* WRITTEN REQUEST
Starting at the first of the rows and ending at the line that contains "x=225, y=49", write out every line again, requests included, and shift each coordinate in the answers by adding 82 to it.

== EXTRACTED MATERIAL

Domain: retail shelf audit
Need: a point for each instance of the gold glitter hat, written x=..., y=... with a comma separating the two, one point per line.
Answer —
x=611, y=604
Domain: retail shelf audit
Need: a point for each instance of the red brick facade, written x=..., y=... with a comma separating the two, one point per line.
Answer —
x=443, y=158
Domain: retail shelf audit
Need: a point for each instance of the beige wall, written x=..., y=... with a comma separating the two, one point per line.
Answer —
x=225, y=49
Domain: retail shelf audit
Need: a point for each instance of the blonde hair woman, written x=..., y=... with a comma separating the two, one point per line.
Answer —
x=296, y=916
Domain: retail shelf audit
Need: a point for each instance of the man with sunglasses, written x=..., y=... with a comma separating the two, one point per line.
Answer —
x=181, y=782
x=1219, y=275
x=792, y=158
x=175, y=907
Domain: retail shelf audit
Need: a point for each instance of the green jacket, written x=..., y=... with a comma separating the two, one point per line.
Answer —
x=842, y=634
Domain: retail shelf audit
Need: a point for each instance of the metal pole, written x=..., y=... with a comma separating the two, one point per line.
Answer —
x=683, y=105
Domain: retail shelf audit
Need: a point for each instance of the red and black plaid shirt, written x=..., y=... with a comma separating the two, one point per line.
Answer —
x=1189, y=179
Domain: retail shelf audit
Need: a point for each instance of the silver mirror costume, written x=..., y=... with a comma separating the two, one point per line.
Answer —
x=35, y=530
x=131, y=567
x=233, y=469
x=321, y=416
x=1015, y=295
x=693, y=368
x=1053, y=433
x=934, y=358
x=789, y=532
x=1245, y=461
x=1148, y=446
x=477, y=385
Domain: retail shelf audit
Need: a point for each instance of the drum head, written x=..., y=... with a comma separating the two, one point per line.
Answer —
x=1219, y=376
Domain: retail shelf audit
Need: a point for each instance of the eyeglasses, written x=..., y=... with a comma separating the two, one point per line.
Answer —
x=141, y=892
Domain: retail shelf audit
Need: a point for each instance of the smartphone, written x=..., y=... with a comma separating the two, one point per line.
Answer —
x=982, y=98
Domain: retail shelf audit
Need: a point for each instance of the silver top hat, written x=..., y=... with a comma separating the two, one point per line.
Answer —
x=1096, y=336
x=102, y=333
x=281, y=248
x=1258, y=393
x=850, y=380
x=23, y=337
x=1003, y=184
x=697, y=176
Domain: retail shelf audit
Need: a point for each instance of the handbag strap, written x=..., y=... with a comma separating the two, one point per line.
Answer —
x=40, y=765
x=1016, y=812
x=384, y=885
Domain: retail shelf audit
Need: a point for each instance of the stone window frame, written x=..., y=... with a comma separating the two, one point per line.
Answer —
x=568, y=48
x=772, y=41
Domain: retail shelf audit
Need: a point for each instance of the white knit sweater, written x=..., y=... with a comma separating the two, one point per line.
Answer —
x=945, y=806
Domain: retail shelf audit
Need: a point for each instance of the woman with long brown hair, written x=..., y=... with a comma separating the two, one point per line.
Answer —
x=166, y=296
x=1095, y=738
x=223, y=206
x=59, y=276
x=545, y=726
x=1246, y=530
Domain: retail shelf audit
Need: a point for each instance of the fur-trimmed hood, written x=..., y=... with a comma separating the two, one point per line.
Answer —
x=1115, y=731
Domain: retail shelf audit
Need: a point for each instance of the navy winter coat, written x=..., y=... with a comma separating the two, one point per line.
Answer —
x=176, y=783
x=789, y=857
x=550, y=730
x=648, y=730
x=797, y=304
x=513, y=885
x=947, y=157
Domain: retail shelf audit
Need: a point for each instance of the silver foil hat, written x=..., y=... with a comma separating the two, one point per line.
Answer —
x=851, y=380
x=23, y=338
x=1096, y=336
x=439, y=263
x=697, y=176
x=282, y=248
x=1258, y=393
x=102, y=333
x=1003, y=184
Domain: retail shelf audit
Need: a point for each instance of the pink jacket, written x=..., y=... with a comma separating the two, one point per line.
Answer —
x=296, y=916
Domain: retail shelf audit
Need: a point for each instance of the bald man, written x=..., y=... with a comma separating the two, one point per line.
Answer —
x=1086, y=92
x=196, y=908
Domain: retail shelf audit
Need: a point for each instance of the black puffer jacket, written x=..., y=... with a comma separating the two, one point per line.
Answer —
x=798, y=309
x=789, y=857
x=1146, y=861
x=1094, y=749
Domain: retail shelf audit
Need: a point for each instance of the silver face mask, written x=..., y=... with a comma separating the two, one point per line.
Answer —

====

* RESULT OF THIS TASK
Domain: retail shelf audit
Need: a point for each instance of the gold glitter hat, written x=..., y=... with a comma separating the two, one point per line.
Answer —
x=693, y=686
Domain: retail shelf audit
Need: a point for each instance of the red brick facade, written x=..., y=... with a comma separating the two, one point per line.
Answer —
x=525, y=240
Domain: retail shelf audit
Need: a point for each instance of the beige wall, written x=..., y=... with a comma separating the two, one point per line.
Answer —
x=307, y=131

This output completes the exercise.